▶ _Extract_:
◆ ◆ ◆ ◆

Daddy, nice try, but you know I am going to buy a bunch of stuff that says “Argentina” on it. Especially key chains... it´s how you prove you´re an RM. Don´t try to take that away from me. Hehe.
Nata – I´m so excited to hear little Davy say “i-kay!” That made me literally go “ahhhh” out loud as I read it. Can he say my name? I hope he likes me.
Mom – I LOVE the brunch food idea. It should be easy to prep the day before and as stress free as one can hope. I love the idea and will help you do all the work, so don´t worry!
My Granuloma Ammulary came back. I don´t know why or really when, but the other day it dawned on me that it´s totally just as present as it ever was. Go figure.
It´s hot here in Las Heras... which must answer your question that no, I was not flashed. It was another Elder...mysteries. I wear sun screen in my makeup and occasionally on my arms just so that the members don´t yell at me saying that I´m going to die of cancer. I´m hoping to get a nice tan! My nails are a big fat disaster, I might even ask Tiffany to give me a fake manicure to hide my shame. The hangnails prevail and I just can´t get my body to sustain healthy nails.
I literally am a little nervous about coming home. I don´t know what to do or expect or even what to say to ya’ll. We´ll see how it all goes down. For example, what happens that first day when I get in? I know at some point I need to be released, but other than that all I can picture is wanting to take a bath and a nap. Imagine the jet lag I´m going to have... and I´m going to be super cold with the climate shock. Do you know what is going to happen that first day?
Guess what I did this week that probably wasn´t all that smart? Well, I wanted to take my picture under the train station sign of this certain part of our area that we almost never go to. The train stops there for 20 seconds so I got Hermana Pruner to jump off with me, take the picture and then get back on before the train pulled away. Just for kicks I decided to hop off before the train had come to a complete stop. Don´t worry, I didn´t get hurt. I tried to follow the Elders advice of jumping into the direction of motion, but it is harder than you think. My landing was less than graceful, but all on my feet. I´d like to give it another try some day and see if I can get really good at it, but I don´t want to twist my ankle, so at least that will not be an experiment I repeat in the field. Rest assured.
_______ is understanding more and more. She can almost pray by herself and remembers the rules about Sundays. We are quite content with her progress. Keep her in your prayers.
The other night there was this lightening storm like you can´t even believe. Remember the scene from the Testaments when Christ has died and the sky just goes crazy with lightening? That was nothing compared to this. I took a video of it to prove to you later... it was lightening every 2 seconds with no thunder. It was fun and we made it back to the pench completely dry before the rain started. What a blessing!

◆ ◆ ◆ ◆

[Image-grounded pointing data]

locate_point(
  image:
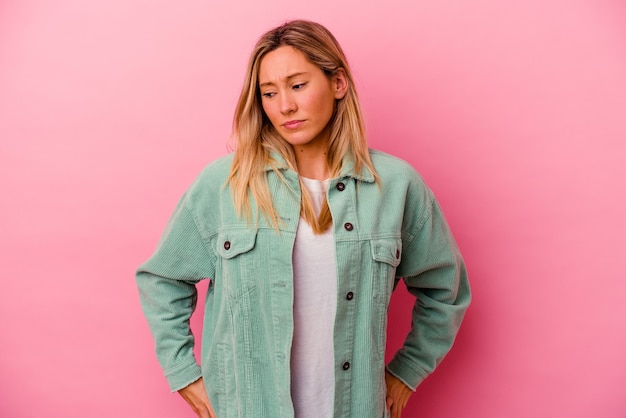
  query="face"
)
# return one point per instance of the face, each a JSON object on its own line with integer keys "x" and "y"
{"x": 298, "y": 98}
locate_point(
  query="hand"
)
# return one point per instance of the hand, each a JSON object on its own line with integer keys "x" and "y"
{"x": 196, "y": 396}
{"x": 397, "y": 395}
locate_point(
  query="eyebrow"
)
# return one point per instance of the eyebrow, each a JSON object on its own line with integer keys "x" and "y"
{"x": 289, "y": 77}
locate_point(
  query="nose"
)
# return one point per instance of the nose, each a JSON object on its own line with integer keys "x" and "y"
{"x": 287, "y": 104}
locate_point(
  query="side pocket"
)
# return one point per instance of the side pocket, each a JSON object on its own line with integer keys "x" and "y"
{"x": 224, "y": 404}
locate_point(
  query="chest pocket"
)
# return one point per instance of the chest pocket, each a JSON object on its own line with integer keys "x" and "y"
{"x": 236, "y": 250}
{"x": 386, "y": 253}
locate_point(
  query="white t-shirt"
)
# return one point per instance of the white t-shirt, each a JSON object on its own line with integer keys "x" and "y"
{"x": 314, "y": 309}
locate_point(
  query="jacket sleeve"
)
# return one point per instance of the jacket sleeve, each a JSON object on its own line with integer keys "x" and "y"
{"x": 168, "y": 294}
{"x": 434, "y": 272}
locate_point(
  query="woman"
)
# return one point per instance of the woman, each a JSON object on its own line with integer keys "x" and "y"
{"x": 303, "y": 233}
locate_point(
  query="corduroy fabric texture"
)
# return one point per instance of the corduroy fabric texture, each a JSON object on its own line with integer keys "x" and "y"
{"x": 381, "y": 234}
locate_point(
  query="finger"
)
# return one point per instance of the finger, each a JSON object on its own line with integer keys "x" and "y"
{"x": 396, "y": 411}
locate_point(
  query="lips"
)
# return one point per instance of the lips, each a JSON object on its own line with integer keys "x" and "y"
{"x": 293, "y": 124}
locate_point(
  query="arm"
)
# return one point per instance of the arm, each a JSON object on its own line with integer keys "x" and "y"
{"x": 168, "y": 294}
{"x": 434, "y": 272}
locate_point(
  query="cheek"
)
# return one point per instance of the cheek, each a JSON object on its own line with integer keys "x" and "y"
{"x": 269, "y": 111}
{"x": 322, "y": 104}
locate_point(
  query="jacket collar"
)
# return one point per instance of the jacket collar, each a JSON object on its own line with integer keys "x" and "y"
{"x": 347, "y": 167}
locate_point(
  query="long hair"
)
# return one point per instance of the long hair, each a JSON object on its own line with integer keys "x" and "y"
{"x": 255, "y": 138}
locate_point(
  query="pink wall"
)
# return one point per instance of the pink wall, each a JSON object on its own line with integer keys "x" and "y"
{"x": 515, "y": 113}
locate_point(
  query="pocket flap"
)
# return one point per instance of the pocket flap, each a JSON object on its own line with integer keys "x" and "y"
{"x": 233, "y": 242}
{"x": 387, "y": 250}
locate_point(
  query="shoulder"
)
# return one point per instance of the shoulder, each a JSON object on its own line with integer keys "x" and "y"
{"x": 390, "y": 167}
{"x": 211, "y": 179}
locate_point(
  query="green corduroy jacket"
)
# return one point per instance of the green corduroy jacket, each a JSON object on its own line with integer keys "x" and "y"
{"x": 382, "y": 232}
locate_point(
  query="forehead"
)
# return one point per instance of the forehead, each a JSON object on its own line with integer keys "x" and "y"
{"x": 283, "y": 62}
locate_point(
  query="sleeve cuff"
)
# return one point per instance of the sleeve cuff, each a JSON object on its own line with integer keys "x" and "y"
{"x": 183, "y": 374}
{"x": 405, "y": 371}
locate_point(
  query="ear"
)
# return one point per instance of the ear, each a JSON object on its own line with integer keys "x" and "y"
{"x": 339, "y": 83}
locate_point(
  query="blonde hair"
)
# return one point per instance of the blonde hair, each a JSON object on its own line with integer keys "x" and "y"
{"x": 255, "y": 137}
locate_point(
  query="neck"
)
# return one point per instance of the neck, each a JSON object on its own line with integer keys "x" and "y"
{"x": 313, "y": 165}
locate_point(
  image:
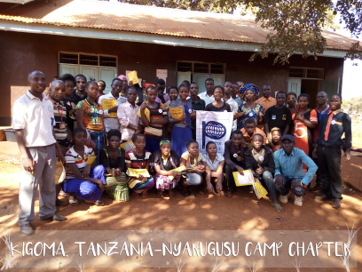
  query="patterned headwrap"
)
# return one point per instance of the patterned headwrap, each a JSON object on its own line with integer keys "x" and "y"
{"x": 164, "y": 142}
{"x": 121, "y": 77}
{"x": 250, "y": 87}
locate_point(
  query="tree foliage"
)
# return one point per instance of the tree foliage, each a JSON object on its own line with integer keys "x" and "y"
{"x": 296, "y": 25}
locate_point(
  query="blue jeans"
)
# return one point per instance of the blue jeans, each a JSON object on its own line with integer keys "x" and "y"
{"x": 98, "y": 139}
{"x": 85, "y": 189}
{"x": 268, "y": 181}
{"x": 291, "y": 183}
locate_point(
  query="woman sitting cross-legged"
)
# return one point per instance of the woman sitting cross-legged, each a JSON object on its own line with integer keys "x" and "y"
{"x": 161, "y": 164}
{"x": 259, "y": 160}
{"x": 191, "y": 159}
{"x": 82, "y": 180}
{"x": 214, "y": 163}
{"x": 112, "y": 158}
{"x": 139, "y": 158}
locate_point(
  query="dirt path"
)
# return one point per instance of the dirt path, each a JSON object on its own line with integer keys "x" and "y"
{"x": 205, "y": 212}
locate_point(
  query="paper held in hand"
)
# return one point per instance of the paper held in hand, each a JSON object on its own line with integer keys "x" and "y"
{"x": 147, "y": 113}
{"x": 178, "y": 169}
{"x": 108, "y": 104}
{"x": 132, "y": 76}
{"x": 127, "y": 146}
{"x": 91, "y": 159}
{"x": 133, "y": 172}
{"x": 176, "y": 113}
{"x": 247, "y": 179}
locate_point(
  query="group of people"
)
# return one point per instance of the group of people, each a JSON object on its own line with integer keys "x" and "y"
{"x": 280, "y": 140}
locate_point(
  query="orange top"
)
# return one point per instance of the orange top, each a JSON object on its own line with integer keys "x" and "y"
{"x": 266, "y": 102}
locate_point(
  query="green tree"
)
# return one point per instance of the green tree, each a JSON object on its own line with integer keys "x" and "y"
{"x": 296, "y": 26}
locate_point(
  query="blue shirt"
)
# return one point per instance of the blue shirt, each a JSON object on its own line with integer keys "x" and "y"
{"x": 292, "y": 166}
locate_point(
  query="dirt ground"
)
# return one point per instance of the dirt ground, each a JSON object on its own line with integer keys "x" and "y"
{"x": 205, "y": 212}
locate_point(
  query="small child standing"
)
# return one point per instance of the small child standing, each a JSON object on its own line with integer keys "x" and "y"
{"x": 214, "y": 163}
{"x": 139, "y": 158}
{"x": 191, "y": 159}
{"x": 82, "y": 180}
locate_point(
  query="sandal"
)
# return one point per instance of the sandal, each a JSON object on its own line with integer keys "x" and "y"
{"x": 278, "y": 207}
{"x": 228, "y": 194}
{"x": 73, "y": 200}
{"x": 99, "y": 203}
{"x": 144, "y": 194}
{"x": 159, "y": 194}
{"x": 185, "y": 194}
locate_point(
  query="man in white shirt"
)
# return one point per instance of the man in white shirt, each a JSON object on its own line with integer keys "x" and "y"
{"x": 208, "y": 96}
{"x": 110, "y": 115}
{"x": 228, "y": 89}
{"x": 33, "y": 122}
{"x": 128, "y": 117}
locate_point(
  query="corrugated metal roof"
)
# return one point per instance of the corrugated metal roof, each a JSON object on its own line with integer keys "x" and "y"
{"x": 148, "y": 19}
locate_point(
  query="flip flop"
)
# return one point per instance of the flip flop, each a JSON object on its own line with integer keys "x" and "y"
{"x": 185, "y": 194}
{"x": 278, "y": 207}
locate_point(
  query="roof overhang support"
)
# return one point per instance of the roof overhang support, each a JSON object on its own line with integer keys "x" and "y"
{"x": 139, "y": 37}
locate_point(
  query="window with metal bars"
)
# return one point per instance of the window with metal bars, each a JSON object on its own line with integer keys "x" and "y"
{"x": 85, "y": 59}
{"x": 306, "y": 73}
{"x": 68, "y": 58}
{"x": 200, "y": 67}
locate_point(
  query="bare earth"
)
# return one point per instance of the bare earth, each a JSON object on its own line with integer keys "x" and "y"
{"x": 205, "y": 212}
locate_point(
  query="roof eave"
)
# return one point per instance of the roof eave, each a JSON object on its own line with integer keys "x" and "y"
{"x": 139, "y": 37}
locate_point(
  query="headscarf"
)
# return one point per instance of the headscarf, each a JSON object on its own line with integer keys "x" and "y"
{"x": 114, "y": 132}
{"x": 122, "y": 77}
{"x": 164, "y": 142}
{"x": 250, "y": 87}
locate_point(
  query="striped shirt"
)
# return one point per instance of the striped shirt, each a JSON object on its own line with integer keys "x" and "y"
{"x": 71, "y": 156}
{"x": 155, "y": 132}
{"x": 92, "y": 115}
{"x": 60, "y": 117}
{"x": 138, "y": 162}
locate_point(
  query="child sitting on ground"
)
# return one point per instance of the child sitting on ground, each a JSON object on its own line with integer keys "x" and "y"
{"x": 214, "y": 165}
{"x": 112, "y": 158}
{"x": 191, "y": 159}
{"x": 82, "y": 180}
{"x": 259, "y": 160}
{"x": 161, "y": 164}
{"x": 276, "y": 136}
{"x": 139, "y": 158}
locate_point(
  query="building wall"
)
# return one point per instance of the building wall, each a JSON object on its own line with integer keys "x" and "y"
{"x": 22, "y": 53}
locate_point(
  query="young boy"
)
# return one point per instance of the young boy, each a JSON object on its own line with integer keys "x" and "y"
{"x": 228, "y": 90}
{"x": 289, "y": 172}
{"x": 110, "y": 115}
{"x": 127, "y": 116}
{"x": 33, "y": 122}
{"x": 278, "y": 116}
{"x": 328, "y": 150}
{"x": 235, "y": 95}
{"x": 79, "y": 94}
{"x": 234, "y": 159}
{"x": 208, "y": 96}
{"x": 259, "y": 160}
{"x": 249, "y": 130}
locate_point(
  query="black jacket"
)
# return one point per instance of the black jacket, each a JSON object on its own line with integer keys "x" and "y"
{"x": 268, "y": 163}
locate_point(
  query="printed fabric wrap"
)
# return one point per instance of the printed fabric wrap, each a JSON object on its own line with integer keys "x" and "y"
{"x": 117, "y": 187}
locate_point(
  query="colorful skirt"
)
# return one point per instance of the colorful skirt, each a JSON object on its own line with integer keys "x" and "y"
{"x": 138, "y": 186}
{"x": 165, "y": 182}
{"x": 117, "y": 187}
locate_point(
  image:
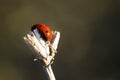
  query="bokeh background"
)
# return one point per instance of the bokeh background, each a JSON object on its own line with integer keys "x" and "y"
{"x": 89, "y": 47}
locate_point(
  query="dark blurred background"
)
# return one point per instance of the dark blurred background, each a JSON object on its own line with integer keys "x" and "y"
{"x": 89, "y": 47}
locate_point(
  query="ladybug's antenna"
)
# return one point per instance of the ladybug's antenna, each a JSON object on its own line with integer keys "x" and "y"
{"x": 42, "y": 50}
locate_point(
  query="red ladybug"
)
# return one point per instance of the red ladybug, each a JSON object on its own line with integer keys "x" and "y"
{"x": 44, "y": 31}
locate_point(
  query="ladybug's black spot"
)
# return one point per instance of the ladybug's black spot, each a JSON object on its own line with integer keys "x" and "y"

◆ ◆ ◆ ◆

▶ _Parts of the exercise_:
**A.** In the mission letter, swap "key chains" for "postcards" and write out the passage from "Daddy, nice try, but" to "so don´t worry!".
**B.** According to the mission letter, why does the writer occasionally put sunscreen on their arms? Answer in one to three sentences.
**C.** Carry on the mission letter from the point at which it stops.
The entries are separate material with no connection to the mission letter.

▶ _Results in order_:
**A.**
Daddy, nice try, but you know I am going to buy a bunch of stuff that says “Argentina” on it. Especially postcards... it´s how you prove you´re an RM. Don´t try to take that away from me. Hehe.
Nata – I´m so excited to hear little Davy say “i-kay!” That made me literally go “ahhhh” out loud as I read it. Can he say my name? I hope he likes me.
Mom – I LOVE the brunch food idea. It should be easy to prep the day before and as stress free as one can hope. I love the idea and will help you do all the work, so don´t worry!

**B.** The writer does it so that the members won't yell and say the writer is going to die of cancer.

**C.**
The family we were working with isn't progressing at all. They recognize that their church isn´t true, but let their kids go anyway. They love our doctrine about forever families, but don't want to be baptized and don´t keep any of their commitments, so it´s basically time to say Chausazo “big GOODBYE” it makes me sad--a complete family that just doesn´t progress. But the kids are golden. They want to come to church and said they felt an answer to their prayers, but without the support of their parents it would be tough for them to stay active...it makes me sad.
The other day we stopped to talk with a bunch of 12 year old boys who were fishing something out of the ditches and one of them showed us this giant eel like creature he had in his hands. It was like a snake, but with the mouth of an eel and the skin of ... how could I describe it? I touched it as I made the boys promise not to try anything smart (like throwing it at me). They were all really cool about it. I think they were just tickled pink to have 2 American girls all talking to them and telling them how brave they were. It will probably be one of their fondest memories and one day lead to their baptism!
We were supposed to paint the fire station in Villars on Saturday, but we got there in remis – which cost $25 pesos and it had been cancelled. We were so not amused. But we made the best of the day and hey, it was an adventure.
Did you know that there is a huge lack of cemetery space here? They don´t sell plots they just rent them and you have to re-rent them or move the deceased person somewhere else. Last I heard Las Heras only has room for 5 more dead people and then there is just no plan B. I don´t understand such confusion. And the worst part is that the living have to keep paying the rent for the dead. So the more generations down the road, the more you have to pay for all your dead.
The other day we were talking to this guy and he said “you guys do things differently in the states, like you celebrate Christmas in winter.” And before I could stop myself, I said “yeah, but that just has to do with how the planet rotates,” it´s not like we just do the opposite of you guys for kicks. I had to bite my tongue not to laugh after I said it. I´m not even kidding.
So yeah, yesterday we had Sisters Conference in the mission home and Sister Pruner and I were assigned to teach a workshop.
We did this activity as part of it where everyone had a little heart handout and everybody was supposed to write an attribute about that missionary and pass it around in a circle until everyone had written on everybody´s. Sounds simple, right? What could possible go wrong... we were in a circle and we´re all at least 21 years old. Oh how wrong we were. Somehow, which I will never know how... the hearts got messed up and there were hearts that nobody had gotten and other hearts that people had gotten twice and it took 3 times longer than we budgeted for and in the end it was like a joke. I was sure that there would be a candid camera somewhere, but there wasn´t. So hence, don´t be so sure that 21 year olds can pass a piece of paper in a circle without getting seriously confused. What a joke. But President liked the activity, even though it seemed to blow up in our faces.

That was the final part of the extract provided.